Petunjuk Tugas: Menurut teks yang diberikan, berapa kisaran rata-rata penyertaan modal tiap desa untuk pembentukan BUMDes?

Teks yang Diberikan:
SINGARAJA – Sebanyak delapan desa di Buleleng, terpaksa harus menunda pembentukan Badan Usaha Milik Desa (BUMDes).
Pandemi memaksa desa mengalihkan anggaran mereka untuk kegiatan lain. Penyertaan modal pembentukan BUMDes termasuk salah satu anggaran yang terpaksa dialihkan.
Mengacu data di Dinas Pemberdayaan Masyarakat dan Desa (PMD) Buleleng, hingga akhir tahun 2019 memang ada delapan desa yang belum memiliki BUMDes.
Desa-desa yang belum memiliki BUMDes yakni Desa Banyupoh di Kecamatan Gerokgak, Desa Gunungsari di Kecamatan Seririt, Desa Busungbiu dan Desa Pelapuan di Kecamatan Busungbiu,
Desa Kaliasem dan Desa Gesing di Kecamatan Banjar, Desa Gitgit di Kecamatan Sukasada, dan Desa Suwug di Kecamatan Sawan.
Kepala Dinas PMD Buleleng Nyoman Agus Jaya Sumpena mengatakan, sejak setahun lalu pemerintah sudah berupaya mendorong agar seluruh desa membentuk BUMDes.
Sebab badan usaha tersebut akan mendongkrak pendapatan desa, meski jumlahnya tak banyak. Selain itu BUMDes juga bisa membantu pengentasan masalah sosial di masyarakat, sebab BUMDes juga wajib menyisihkan keuntungannya untuk dana sosial.
“Memang sudah ada dana desa. Tapi BUMDes ini juga kan penting untuk mengoptimalkan potensi desa. Jadi paradigma desa membangun dan kemandirian desa itu bisa lebih cepat tercapai,” kata Jaya Sumpena.
Lebih lanjut Jaya Sumpena mengatakan, tadinya desa-desa yang belum memiliki BUMDes, berencana membentuk BUMDes pada tahun ini.
Anggaran penyertaan modal pun sudah tercantum dalam APBDes. Rata-rata tiap desa memberikan penyertaan modal antara Rp 35 juta hingga Rp 50 juta.
Hanya saja pandemi keburu terjadi. Sehingga desa harus melakukan refocusing anggaran. “Ada yang dialihkan untuk bencana, ada yang dialihkan untuk BLT juga.
Jadi ya mereka terpaksa menunda pembentukan BUMDes. Karena situasinya begini, kami tidak bisa memaksa. Tapi kami tetap mendorong agar mereka menganggarkan kembali tahun depan,” imbuhnya.

Cuplikan Data:
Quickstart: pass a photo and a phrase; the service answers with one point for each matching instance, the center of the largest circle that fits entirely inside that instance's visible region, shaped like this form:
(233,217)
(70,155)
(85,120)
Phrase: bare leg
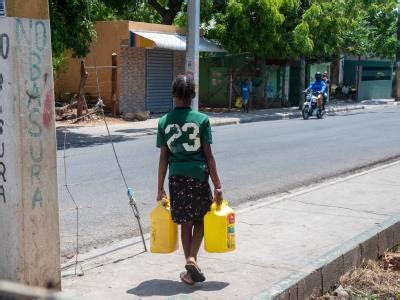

Area Jawaban: Antara Rp 35 juta hingga Rp 50 juta.